WHAT THIS TASK INVOLVES: Copy every line, leaving nothing out and adding nothing.

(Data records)
+===+
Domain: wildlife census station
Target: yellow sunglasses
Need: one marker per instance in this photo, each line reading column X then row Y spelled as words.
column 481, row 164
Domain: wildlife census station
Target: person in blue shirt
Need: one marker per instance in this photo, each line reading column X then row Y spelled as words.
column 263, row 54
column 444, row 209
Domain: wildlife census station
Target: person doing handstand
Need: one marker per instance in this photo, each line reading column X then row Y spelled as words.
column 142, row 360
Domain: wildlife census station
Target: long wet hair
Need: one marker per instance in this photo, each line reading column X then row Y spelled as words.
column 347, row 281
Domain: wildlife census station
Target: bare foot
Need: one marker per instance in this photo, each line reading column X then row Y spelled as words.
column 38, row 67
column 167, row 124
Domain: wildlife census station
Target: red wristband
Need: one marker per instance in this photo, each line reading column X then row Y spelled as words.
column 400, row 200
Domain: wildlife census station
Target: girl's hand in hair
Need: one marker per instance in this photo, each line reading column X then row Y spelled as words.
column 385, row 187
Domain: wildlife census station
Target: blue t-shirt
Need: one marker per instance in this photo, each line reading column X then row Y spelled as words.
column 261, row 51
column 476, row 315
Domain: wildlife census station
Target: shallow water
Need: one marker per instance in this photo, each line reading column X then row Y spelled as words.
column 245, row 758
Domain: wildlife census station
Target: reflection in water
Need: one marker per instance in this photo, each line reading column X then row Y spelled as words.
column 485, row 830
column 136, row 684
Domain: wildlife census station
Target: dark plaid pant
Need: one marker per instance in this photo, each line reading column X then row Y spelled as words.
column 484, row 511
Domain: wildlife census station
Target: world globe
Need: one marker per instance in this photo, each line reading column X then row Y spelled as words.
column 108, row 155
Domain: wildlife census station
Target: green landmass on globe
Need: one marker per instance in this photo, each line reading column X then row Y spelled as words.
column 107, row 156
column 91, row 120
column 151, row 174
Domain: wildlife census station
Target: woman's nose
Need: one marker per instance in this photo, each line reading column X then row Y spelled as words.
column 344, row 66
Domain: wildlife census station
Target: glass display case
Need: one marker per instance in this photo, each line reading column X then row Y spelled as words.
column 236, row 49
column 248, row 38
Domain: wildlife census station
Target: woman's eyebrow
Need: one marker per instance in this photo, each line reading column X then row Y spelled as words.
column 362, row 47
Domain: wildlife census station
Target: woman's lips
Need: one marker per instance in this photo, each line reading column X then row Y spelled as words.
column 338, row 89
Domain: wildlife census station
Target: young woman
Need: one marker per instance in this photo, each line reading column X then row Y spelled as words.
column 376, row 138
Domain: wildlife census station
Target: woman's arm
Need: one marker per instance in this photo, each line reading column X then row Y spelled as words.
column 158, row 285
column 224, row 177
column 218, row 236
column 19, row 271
+===+
TASK SOLUTION:
Domain: wildlife census station
Target: yellow sunglasses
Need: one marker per instance in this photo, each line reading column X then row Y spelled as words.
column 481, row 164
Domain: wildlife census station
Target: person in blue shirt
Need: one marker per instance in this photo, each line reading column X then row Y spelled as words.
column 263, row 54
column 444, row 209
Domain: wildlife census station
Target: person doing handstand
Need: one marker per instance in this photo, each line reading column X then row Y spelled as words.
column 142, row 360
Domain: wildlife census station
Target: long wet hair
Need: one marker per instance in this photo, each line reading column X then row Y spelled as words.
column 347, row 281
Domain: wildlife census station
Target: bare foot
Need: one marker per instance in this photo, each line reading column X then row Y spelled as words.
column 38, row 67
column 167, row 124
Domain: wildlife census station
Target: red wristband
Need: one marker per instance in this photo, each line reading column X then row Y spelled as words.
column 400, row 200
Domain: wildlife census station
Target: girl's hand in hair
Need: one marker per instance in this photo, each line reading column X then row Y spelled as words.
column 385, row 187
Domain: wildlife census station
Target: blue t-shirt
Need: one marker per instance in this photo, each line reading column X then row Y spelled as words.
column 261, row 51
column 476, row 315
Domain: wildlife census station
Target: shallow water
Need: one marker per instance in this photo, each line reading column X then row Y spelled as words.
column 245, row 758
Domain: wildlife census station
Target: reflection in water
Need: one marker per instance in this photo, each line reading column X then row Y spelled as words.
column 485, row 830
column 136, row 684
Domain: wildlife census station
Target: dark plaid pant
Need: one marker per instance in this photo, each line reading column X then row Y spelled as words.
column 484, row 511
Domain: wildlife census station
Target: world globe
Need: one marker per instance in this photo, each line reading column X then row Y spelled as words.
column 108, row 155
Domain: wildlife census station
Target: green landmass on globe
Need: one marker per instance in this photo, each line reading column X then row Y spelled as words.
column 107, row 156
column 91, row 120
column 151, row 174
Domain: wildlife census station
Target: woman's nose
Need: one marker per instance in this photo, each line reading column X then row Y spelled as words.
column 344, row 66
Domain: wildlife census station
Target: glass display case
Need: one marker per instance in this photo, each line reading column X then row Y spelled as words.
column 236, row 49
column 248, row 38
Domain: wildlife census station
Target: woman's eyebrow
Need: one marker per instance in this photo, each line reading column X then row Y spelled as words.
column 362, row 47
Domain: wildlife census station
Target: woman's lips
Need: one marker per instance in this photo, each line reading column X then row Y spelled as words.
column 338, row 89
Domain: wildlife census station
Target: young woman
Need: one marker per instance in this photo, each line reading column X then row Y spelled as words.
column 376, row 138
Domain: wildlife census station
Target: woman's arm
Need: one marker per instance in this photo, each line reading column X then row Y spelled as words.
column 158, row 285
column 224, row 177
column 218, row 236
column 19, row 271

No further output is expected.